• **STATED TASK**: Present every item below as a numbered list, leaving out any blank lines.

• **AVAILABLE RECORDS**:
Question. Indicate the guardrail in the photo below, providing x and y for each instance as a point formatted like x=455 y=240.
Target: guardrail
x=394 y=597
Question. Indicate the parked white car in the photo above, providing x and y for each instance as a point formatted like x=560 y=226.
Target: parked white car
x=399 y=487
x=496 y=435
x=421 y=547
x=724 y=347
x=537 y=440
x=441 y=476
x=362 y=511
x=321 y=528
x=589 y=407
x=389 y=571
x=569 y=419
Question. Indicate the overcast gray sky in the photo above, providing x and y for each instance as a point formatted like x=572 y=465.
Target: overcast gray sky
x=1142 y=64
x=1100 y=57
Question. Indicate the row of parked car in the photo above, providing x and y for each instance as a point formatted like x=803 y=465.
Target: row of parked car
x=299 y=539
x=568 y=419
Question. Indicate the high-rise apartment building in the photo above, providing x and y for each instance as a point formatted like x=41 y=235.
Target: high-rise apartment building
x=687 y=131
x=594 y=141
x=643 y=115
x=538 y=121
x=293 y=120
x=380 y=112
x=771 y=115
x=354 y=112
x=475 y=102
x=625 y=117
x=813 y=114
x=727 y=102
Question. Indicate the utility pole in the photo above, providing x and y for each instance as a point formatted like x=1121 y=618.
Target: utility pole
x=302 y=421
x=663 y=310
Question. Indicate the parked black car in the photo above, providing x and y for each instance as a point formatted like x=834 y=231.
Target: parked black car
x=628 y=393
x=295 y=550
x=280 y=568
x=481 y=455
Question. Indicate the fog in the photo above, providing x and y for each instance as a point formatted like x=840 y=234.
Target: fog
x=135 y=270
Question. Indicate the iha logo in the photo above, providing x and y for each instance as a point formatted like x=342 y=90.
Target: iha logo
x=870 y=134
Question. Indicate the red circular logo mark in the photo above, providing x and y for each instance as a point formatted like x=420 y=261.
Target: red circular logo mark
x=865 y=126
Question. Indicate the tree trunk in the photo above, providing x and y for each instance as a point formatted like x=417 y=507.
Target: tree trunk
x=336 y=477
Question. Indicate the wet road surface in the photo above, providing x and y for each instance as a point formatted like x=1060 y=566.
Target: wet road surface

• **SOLUTION FOR THIS TASK**:
1. Question. Indicate the guardrail in the photo below, providing x and y for each instance as a point formatted like x=455 y=240.
2. Target: guardrail
3. x=394 y=597
4. Question. Indicate the parked white car in the photo above, providing x and y for each instance as a point formatted like x=560 y=226.
5. Target: parked white car
6. x=399 y=487
7. x=496 y=435
8. x=421 y=547
9. x=724 y=347
10. x=537 y=440
11. x=441 y=476
12. x=362 y=511
13. x=321 y=528
14. x=589 y=407
15. x=389 y=571
16. x=569 y=419
17. Question. Indicate the overcast gray sky in the photo above, providing x and y for each instance as a point formatted like x=572 y=465.
18. Target: overcast gray sky
19. x=1142 y=64
20. x=1100 y=57
21. Question. Indicate the row of parked car in the photo above, providing x and y for each instance as a point formatted like x=803 y=465.
22. Target: row of parked car
23. x=299 y=539
24. x=568 y=419
25. Question. Indicate the high-rise apartment building in the photo above, providing x and y for each instance as a point formatted like x=41 y=235.
26. Target: high-rise apartment building
27. x=687 y=131
28. x=594 y=141
29. x=643 y=115
30. x=538 y=121
31. x=293 y=120
32. x=380 y=112
33. x=771 y=115
34. x=354 y=112
35. x=475 y=102
36. x=625 y=117
37. x=813 y=114
38. x=727 y=102
39. Question. Indicate the utility pole in the photo above, providing x and y for each instance as a point formatted like x=1121 y=618.
40. Target: utility pole
41. x=302 y=421
42. x=663 y=310
43. Question. Indicate the parked black car in the photo above, providing x and y for each instance as a point formatted like x=834 y=231.
44. Target: parked black car
45. x=628 y=393
46. x=295 y=550
47. x=280 y=568
48. x=481 y=455
49. Question. Indicate the fog in the photo above, providing x and y for each instance as a point formatted like x=840 y=234.
50. Target: fog
51. x=135 y=270
52. Question. Indicate the iha logo in the photo above, providing x and y for each instance as a point formatted like x=342 y=90.
53. Target: iha logo
54. x=870 y=134
55. Question. Indicate the red circular logo mark in the photo above, providing x and y for each instance as a point formatted like x=420 y=261.
56. Target: red circular logo mark
57. x=865 y=126
58. Question. Indicate the tree trunk in the photo above, providing x and y for each instance as a point formatted like x=417 y=507.
59. Target: tree trunk
60. x=336 y=477
61. Question. Indicate the wet road surface in the photo above, providing x and y for each instance as a point formatted like x=1060 y=566.
62. Target: wet road surface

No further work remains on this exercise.